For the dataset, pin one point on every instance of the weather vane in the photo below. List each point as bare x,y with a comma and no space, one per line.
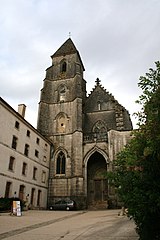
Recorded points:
98,81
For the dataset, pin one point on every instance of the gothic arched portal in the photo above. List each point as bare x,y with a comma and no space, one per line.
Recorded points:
97,183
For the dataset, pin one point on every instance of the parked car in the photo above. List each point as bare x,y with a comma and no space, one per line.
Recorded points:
63,204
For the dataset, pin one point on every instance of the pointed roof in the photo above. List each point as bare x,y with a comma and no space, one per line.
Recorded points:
67,48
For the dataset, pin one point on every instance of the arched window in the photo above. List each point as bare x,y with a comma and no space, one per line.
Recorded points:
100,130
64,67
62,93
61,121
99,105
61,163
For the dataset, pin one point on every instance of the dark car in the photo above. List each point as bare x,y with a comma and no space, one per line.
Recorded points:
63,205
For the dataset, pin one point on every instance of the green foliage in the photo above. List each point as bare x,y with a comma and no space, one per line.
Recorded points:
137,167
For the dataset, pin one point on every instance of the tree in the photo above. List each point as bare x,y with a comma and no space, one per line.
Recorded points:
137,168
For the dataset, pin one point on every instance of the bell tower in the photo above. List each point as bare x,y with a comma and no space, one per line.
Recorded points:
60,119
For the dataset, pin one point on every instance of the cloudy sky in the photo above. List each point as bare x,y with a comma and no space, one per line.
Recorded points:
118,40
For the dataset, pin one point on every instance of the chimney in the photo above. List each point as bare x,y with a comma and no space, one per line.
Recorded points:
22,109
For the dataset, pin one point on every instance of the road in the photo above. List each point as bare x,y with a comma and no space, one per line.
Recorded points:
63,225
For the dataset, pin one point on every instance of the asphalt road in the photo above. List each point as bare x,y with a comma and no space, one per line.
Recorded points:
63,225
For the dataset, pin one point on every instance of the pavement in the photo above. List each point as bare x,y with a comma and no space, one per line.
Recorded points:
38,224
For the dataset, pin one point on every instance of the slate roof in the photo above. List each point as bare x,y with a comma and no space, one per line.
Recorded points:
67,48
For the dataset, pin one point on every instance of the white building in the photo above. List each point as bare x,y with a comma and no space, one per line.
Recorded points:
24,158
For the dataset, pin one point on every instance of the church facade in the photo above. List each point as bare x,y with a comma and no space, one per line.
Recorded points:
86,131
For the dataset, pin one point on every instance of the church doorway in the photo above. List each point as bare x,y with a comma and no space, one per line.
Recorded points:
97,183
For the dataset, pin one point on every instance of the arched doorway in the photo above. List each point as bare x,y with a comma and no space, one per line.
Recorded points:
97,183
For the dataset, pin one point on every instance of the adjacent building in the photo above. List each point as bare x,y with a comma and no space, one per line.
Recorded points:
24,158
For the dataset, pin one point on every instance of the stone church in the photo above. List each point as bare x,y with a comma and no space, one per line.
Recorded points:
87,131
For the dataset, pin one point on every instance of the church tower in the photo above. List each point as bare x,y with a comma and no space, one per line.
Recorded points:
86,131
60,120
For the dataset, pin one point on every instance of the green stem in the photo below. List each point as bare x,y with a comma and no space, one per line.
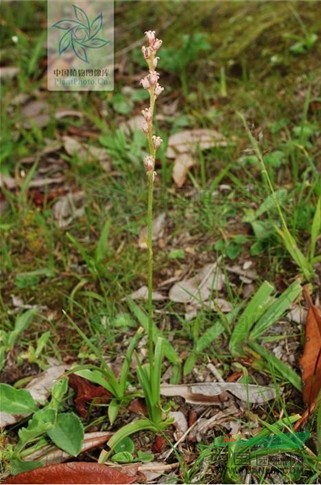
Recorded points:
150,176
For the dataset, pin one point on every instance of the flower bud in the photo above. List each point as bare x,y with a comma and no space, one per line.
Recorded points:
145,127
156,44
146,52
149,163
153,78
158,89
157,141
150,34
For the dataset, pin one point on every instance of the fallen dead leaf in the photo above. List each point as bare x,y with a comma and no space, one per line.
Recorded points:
158,230
142,294
85,393
311,359
40,388
212,393
199,288
74,472
50,454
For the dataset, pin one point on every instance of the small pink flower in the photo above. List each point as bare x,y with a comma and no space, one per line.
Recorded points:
145,127
145,82
157,141
147,114
146,52
155,60
158,89
153,78
156,44
149,163
150,34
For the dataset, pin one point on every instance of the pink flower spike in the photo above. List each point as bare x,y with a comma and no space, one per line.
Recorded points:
149,163
147,114
157,141
156,44
145,127
158,89
145,82
150,34
146,52
153,78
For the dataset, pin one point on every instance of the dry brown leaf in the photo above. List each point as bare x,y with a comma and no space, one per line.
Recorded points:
182,164
199,288
64,113
213,393
188,141
158,230
311,359
74,472
142,294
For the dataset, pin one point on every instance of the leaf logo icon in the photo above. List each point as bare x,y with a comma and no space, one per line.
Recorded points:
81,34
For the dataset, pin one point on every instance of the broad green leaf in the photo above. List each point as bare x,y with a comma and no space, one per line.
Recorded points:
255,308
68,433
276,310
40,423
129,429
189,364
123,457
97,377
16,401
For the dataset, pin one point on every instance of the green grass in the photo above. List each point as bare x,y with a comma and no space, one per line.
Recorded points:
89,268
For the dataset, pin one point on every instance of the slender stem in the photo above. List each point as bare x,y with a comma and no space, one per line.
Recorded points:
150,177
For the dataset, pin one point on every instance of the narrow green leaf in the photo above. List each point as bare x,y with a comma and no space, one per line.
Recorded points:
256,307
276,309
208,336
113,410
277,365
103,243
16,401
315,229
68,433
129,429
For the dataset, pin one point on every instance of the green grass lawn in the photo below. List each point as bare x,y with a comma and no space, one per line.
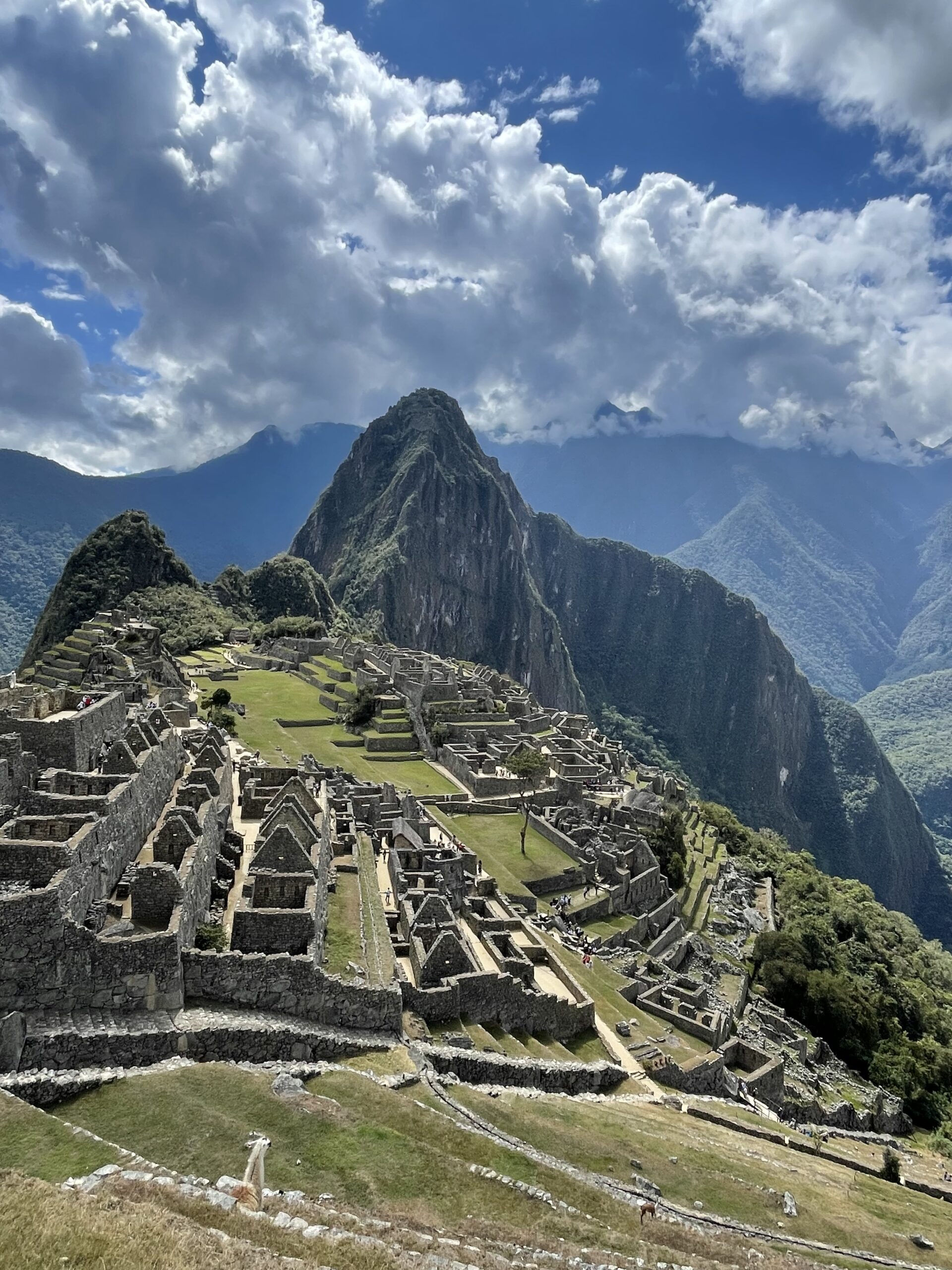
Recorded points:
342,943
380,952
495,840
271,695
729,1174
362,1143
37,1144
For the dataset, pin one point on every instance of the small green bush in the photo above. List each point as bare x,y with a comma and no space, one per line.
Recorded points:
224,719
363,709
210,938
890,1170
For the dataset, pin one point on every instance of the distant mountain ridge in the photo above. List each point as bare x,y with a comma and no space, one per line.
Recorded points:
423,532
842,554
240,508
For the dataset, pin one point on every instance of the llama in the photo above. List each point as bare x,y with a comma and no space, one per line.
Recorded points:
249,1191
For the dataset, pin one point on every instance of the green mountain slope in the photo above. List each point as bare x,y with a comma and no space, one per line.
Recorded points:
927,640
123,556
239,508
913,723
424,532
420,527
821,595
127,562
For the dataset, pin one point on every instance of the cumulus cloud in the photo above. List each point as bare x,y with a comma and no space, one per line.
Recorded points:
565,115
869,62
316,237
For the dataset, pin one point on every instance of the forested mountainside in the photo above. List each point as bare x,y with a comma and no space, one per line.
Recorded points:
424,535
240,508
847,558
128,562
913,723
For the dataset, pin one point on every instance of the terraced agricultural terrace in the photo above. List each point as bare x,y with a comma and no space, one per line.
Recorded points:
320,925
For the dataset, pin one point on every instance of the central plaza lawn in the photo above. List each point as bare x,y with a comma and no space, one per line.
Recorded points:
603,985
495,840
272,695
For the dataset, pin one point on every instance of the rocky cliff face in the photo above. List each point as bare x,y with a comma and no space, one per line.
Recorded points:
424,531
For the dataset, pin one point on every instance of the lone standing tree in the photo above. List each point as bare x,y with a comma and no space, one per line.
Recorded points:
527,765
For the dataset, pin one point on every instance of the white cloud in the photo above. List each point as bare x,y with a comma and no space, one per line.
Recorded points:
873,62
565,91
319,237
565,115
59,290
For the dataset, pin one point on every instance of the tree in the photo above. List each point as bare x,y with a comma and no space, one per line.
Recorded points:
527,766
668,842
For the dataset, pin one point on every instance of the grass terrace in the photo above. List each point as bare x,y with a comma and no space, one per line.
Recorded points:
271,695
731,1175
495,840
342,943
365,1144
37,1144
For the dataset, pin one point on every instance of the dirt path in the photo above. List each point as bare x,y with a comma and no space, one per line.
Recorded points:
635,1197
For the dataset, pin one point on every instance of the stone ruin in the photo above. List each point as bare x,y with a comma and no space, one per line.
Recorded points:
141,873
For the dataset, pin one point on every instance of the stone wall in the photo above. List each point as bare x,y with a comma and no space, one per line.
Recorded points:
477,1067
48,956
280,930
75,742
291,985
499,999
203,1038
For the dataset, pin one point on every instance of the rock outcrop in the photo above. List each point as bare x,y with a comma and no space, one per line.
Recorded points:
427,535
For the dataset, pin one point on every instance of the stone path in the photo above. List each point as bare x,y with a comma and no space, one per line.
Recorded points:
635,1196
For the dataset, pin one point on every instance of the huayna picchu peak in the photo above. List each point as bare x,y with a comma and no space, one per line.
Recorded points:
424,534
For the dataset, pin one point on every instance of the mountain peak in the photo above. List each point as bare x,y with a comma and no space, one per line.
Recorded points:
429,413
123,556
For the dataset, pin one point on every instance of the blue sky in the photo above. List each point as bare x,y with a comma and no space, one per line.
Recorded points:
215,218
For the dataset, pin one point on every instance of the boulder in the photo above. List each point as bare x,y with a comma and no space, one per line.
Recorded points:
287,1086
921,1241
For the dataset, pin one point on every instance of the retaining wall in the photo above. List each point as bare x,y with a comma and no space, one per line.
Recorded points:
477,1067
293,986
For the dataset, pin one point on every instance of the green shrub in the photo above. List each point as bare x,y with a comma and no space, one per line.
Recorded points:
210,938
890,1170
223,718
363,708
668,845
856,974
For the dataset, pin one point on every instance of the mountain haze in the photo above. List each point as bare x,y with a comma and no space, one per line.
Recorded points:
832,549
239,508
424,534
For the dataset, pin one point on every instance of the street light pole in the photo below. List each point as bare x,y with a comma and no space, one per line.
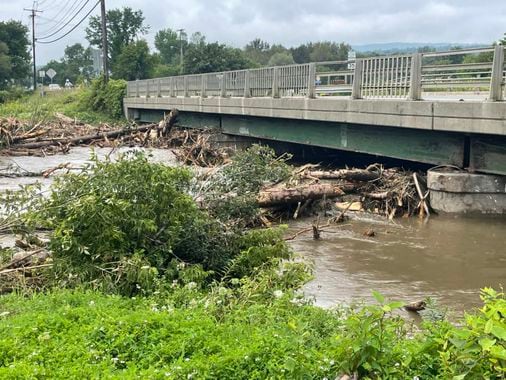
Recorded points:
34,13
104,41
181,31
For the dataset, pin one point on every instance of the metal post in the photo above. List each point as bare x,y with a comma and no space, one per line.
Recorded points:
33,15
172,91
415,85
311,81
496,82
275,82
203,83
185,86
223,84
104,40
356,91
247,85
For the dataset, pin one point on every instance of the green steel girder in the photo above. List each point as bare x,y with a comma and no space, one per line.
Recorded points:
431,147
488,154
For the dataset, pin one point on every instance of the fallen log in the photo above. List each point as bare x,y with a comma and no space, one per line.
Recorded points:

_ _ _ _

# Task details
Here the job is to quote the lines from the one with "the mountain peak" through the end of the material, both included, exactly; please skip the pictures.

# Solution below
For the dataset, pin one point on every instance of the mountain peak in the photo above. List each point as bare x,y with a comma and no space, one per line.
Recorded points:
429,413
123,556
For the dataset, pin one point on every instance of the blue sky in the photo above. List each point as bare x,y with a comma and no space, one per line.
Recorded points:
215,218
For the dataset, pin one point on every instance of the boulder in the photo above. List each point as bare x,y with a comma and no space, one per line.
Recorded points:
287,1086
921,1241
For the dataset, pin one point on every instance of the retaining wall in the photo above. List each point as bare x,y with a comma and no space, one per line.
Recorded points:
477,1067
293,986
For the dataset, pin one point on every instance of the green shrub in the photo above. List each point as bare x,y with a comma and no space, one per line.
Recorded points:
210,938
890,1170
223,718
363,708
668,845
856,974
For the dataset, pin one point on every instance of the mountain haze in the photo above. List each point as bare x,y with a comma and no space, one per line.
Recorded points:
832,549
239,508
424,534
For the dataset, pin one point on every instance of the street light pole in the photo below. List each point as bare x,y with a comma and no space, one per line.
Recorded points:
34,13
104,41
181,31
For the dataset, pin one point on every instance of the metal post in the photo above. List each point as bare x,y with a comma and no space, one per line.
Recorded points:
33,15
172,91
415,85
311,81
496,82
275,82
203,83
185,86
223,84
104,40
356,91
247,85
For the dataset, pin one point on every instance of the green steel girder in the photo above. List each point as bare x,y with a comma and no space, one per line.
Recorded points:
431,147
488,154
For the dataset, pin one point on every instance of the fallen log in the photo above. List each point as bare x,y with a comma and no space, one per line.
Recorded points:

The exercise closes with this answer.